-- Begin DATA FOR THIS EXERCISE --

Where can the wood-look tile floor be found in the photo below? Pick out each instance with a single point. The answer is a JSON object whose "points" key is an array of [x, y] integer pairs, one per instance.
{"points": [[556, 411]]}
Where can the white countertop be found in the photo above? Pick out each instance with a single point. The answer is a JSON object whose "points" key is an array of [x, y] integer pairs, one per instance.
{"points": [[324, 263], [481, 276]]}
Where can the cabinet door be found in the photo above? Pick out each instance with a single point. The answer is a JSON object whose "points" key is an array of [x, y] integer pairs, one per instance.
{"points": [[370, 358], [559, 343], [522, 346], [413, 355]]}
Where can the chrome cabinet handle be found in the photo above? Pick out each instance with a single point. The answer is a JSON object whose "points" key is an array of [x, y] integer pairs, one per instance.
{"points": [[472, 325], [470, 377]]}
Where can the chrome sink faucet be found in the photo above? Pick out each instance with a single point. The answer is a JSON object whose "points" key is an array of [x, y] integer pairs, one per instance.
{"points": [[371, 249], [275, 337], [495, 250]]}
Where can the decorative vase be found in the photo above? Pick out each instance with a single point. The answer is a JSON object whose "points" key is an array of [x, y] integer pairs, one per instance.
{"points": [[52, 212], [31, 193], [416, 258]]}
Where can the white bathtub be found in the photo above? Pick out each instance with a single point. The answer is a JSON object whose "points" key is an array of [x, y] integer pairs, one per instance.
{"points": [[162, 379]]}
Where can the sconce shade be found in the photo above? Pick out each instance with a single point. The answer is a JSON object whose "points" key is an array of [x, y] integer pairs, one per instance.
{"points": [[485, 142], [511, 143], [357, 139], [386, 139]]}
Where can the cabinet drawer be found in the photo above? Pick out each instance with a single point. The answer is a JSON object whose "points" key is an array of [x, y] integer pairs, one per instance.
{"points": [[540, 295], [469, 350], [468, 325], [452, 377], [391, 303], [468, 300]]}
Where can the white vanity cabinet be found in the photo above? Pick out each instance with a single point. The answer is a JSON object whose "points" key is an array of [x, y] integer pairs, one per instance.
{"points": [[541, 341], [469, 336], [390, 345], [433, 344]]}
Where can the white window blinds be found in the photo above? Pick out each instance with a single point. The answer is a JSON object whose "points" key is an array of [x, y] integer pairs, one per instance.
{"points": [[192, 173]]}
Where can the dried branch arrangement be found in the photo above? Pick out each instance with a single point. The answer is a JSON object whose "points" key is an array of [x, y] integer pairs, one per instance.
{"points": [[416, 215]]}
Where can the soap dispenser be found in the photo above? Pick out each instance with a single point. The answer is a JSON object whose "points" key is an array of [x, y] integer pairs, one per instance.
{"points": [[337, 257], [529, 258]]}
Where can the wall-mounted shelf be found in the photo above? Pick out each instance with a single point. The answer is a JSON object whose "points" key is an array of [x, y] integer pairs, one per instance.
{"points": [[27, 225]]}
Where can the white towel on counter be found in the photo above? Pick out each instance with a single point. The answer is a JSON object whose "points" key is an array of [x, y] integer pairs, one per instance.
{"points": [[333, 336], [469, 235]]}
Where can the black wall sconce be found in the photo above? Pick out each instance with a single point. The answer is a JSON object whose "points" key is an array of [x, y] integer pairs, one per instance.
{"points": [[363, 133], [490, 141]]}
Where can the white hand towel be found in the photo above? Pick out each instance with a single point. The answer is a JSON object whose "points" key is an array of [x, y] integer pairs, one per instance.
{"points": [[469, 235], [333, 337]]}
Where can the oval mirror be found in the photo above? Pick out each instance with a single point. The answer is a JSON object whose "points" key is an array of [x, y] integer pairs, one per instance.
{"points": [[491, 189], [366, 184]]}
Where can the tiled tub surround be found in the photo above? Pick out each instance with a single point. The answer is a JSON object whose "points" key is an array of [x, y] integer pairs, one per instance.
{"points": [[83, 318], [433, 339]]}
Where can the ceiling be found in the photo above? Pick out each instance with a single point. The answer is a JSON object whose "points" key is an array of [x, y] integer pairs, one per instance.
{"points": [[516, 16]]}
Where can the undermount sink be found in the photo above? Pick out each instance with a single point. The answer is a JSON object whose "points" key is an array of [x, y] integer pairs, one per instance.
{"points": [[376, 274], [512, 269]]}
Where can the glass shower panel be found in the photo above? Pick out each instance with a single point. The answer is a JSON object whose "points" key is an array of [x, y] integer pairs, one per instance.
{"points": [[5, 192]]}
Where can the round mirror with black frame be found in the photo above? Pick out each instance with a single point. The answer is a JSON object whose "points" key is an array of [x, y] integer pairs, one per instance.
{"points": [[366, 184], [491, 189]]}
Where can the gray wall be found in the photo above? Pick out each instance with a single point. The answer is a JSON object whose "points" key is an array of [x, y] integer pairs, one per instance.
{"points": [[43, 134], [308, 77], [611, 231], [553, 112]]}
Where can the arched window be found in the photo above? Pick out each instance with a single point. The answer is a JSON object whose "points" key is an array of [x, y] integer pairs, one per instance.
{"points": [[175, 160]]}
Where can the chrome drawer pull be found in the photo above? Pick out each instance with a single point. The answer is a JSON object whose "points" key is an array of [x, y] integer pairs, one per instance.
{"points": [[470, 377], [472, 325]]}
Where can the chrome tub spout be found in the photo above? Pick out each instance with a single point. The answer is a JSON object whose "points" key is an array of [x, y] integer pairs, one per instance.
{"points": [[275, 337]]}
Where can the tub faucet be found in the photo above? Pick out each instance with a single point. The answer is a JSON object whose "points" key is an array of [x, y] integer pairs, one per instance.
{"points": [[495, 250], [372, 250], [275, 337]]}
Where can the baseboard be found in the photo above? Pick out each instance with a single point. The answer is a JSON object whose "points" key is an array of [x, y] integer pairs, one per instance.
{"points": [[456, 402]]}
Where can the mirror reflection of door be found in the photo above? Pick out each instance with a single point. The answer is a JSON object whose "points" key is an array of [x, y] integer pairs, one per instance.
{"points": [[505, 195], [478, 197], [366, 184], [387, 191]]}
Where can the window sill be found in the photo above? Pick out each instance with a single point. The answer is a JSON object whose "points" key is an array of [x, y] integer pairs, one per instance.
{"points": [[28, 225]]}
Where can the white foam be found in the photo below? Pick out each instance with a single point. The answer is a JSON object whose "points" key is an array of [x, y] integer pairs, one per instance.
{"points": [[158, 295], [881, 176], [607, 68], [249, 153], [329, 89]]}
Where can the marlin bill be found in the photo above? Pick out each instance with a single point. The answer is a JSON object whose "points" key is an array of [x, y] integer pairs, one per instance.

-- End DATA FOR THIS EXERCISE --

TASK PROMPT:
Extract all of the data above without altering anything.

ANSWER FOR THIS EXERCISE:
Where can the wood-look tile floor be found in the photo below? Pick out each instance with a single point. The answer is a JSON object whose "points" key is an array of [x, y] integer pairs, one per instance.
{"points": [[556, 411]]}
Where can the white countertop be found in the photo above? Pick out each instance with a single point. The answer is a JSON object whose "points" key is an array of [x, y] integer pairs, one per instance.
{"points": [[324, 263], [481, 276]]}
Where can the cabinet door be found in the photo above? Pick out each instance with a single point. The answer is a JSON object whose "points" key is an array of [x, y] integer pairs, one per instance.
{"points": [[370, 358], [559, 343], [522, 346], [413, 355]]}
Where can the chrome cabinet handle be found in the photo above? Pick out each instance with a single point. The answer is a JSON object whose "points" key is an array of [x, y] integer pairs, one per instance.
{"points": [[472, 325], [470, 377]]}
Where can the chrome sink faucet be found in the photo above? Pick out each instance with a single point. The answer is a JSON object whose "points" key is an array of [x, y] integer pairs, one per instance.
{"points": [[371, 249], [275, 337], [495, 250]]}
Where can the decorative vase be found in the photo above? Pick out each instance with a single point. The answer is a JSON object whose "points" key is an array of [x, y] integer pairs, one per instance.
{"points": [[52, 212], [31, 193], [416, 258]]}
Where can the white bathtub be found in the photo above? Pick out each instance with a single point. The answer is a JSON object whose "points" key is an array of [x, y] integer pairs, one per instance.
{"points": [[162, 379]]}
Where can the sconce shade be found in the photo above? Pick out each instance with a single point. The answer is a JSON object whose "points" key is an array of [x, y] integer pairs, one per instance.
{"points": [[485, 142], [511, 143], [357, 139], [386, 139]]}
Where can the cabinet drawer be found in the photo above? Pick out each instance with a single point. The answer is a JSON object whose "points" key is an array of [x, y] integer pairs, one per instance.
{"points": [[540, 295], [469, 350], [468, 325], [452, 377], [391, 303], [468, 300]]}
Where can the white vanity cabinet be found in the photo above? Pick out each instance with a single point. The answer is a JSON object whose "points" key is an array of [x, y] integer pairs, one per instance.
{"points": [[541, 341], [469, 336], [390, 345], [433, 344]]}
Where can the white window blinds be found in the photo above? Pick out each instance with a single point. The answer is a JSON object whose "points" key is an array of [x, y] integer pairs, one per instance.
{"points": [[192, 173]]}
Where can the dried branch arrangement be found in the photo above? Pick out each instance with a single point. The answer is a JSON object whose "points" key is an array of [x, y] integer pairs, one per instance.
{"points": [[416, 215]]}
Where can the soap dispenser be found in the photo above? Pick out each instance with a single point. The answer is a JSON object whose "points" key is an array of [x, y] integer pairs, one per instance.
{"points": [[337, 257], [529, 258]]}
Where can the wall-mounted shelf be found in the photo above? Pick out each instance with a single point. The answer is a JSON object whose "points" key is an array of [x, y] integer pairs, one per instance.
{"points": [[27, 225]]}
Where can the white towel on counter be found in the photo above? Pick out each instance with a single point. The answer is a JSON object whose "points" key is an array of [x, y] integer pairs, one per instance.
{"points": [[333, 336], [469, 235]]}
Where can the black wall sconce be found in the photo above? Pick out each instance with a single point. The answer is a JSON object whose "points" key is an array of [x, y] integer pairs, one per instance.
{"points": [[363, 133], [490, 141]]}
Where can the white hand towel be found in the photo above? Pick out each instance with a single point. The answer is a JSON object whose "points" key is an array of [x, y] integer pairs, one per instance.
{"points": [[469, 235], [333, 337]]}
Where can the oval mirror be found in the photo above? Pick out each instance with a single point. The answer is a JSON object whose "points" key is an array of [x, y] integer pairs, one per instance.
{"points": [[491, 189], [366, 184]]}
Where can the tiled tub surround be found in the photo above? Pick out each instance with a single point. The answer is a JSON object whose "points" key is an array of [x, y] integer pairs, one per instance.
{"points": [[83, 318], [433, 339]]}
Where can the ceiling be found in the photo above? Pick out each instance with a single point. The answer is a JSON object whose "points" key is an array of [x, y] integer pairs, one per instance.
{"points": [[516, 16]]}
Where can the undermount sink be found in the photo above? Pick out each instance with a single point. The answer is a JSON object whose "points" key is an array of [x, y] integer pairs, one per instance.
{"points": [[376, 274], [512, 269]]}
Where can the glass shower panel be found in the photo above? Pick out each instance with a single point. The answer is a JSON object whose "points" key is an array of [x, y] integer pairs, one per instance.
{"points": [[5, 192]]}
Where can the round mirror with black frame be found in the photo above? Pick out each instance with a single point. The answer is a JSON object whose "points" key is an array of [x, y] integer pairs, one per instance.
{"points": [[366, 184], [491, 189]]}
Where can the gray wall be found in the photo above? Pick out each instance with a single point. The answer is a JSON object whose "points" key is an array of [x, y] integer pairs, one per instance.
{"points": [[43, 134], [308, 77], [611, 231], [553, 112]]}
Where can the arched window be found in the photo above? Pick out each instance with a single point. The answer is a JSON object whose "points" key is an array of [x, y] integer pairs, one per instance.
{"points": [[175, 160]]}
Where can the chrome drawer pull be found in the photo above? Pick out each instance with a single point. The answer is a JSON object whose "points" key is an array of [x, y] integer pairs, one per instance.
{"points": [[470, 377], [472, 325]]}
Where can the chrome tub spout be found in the photo above? Pick out each instance with a single point. The answer is a JSON object whose "points" key is an array of [x, y] integer pairs, one per instance.
{"points": [[275, 337]]}
Where can the tub faucet be found in the photo above? Pick out each instance with a single point. The answer is a JSON object whose "points" key is an array of [x, y] integer pairs, one per instance.
{"points": [[495, 250], [372, 250], [275, 337]]}
Where can the baseboard be found in the photo above? Pick out each instance with a single point. The answer is a JSON object whose "points" key is an array of [x, y] integer pairs, one per instance.
{"points": [[456, 402]]}
Where can the mirror reflection of door be found in the photo above? Pick out each instance with a single point. The answer is a JSON object whose "points" key is an array of [x, y] integer pairs, one per instance.
{"points": [[505, 195], [478, 197], [366, 184], [387, 191]]}
Where can the window sill be found in the photo above? Pick out each instance with a single point. The answer is a JSON object whose "points" key is an array of [x, y] integer pairs, one per instance.
{"points": [[28, 225]]}
Where can the white foam be found in the photo below? Pick out each instance with a single point. The answer is a JSON object whose "points" key is an array of [x, y] integer pairs, one per instance.
{"points": [[158, 295], [881, 176], [607, 68], [249, 153], [329, 89]]}
Where can the marlin bill be found in the photo above? Pick out each instance with a single point. The answer is a JSON object whose "points" key is an array of [x, y] integer pairs, one per instance.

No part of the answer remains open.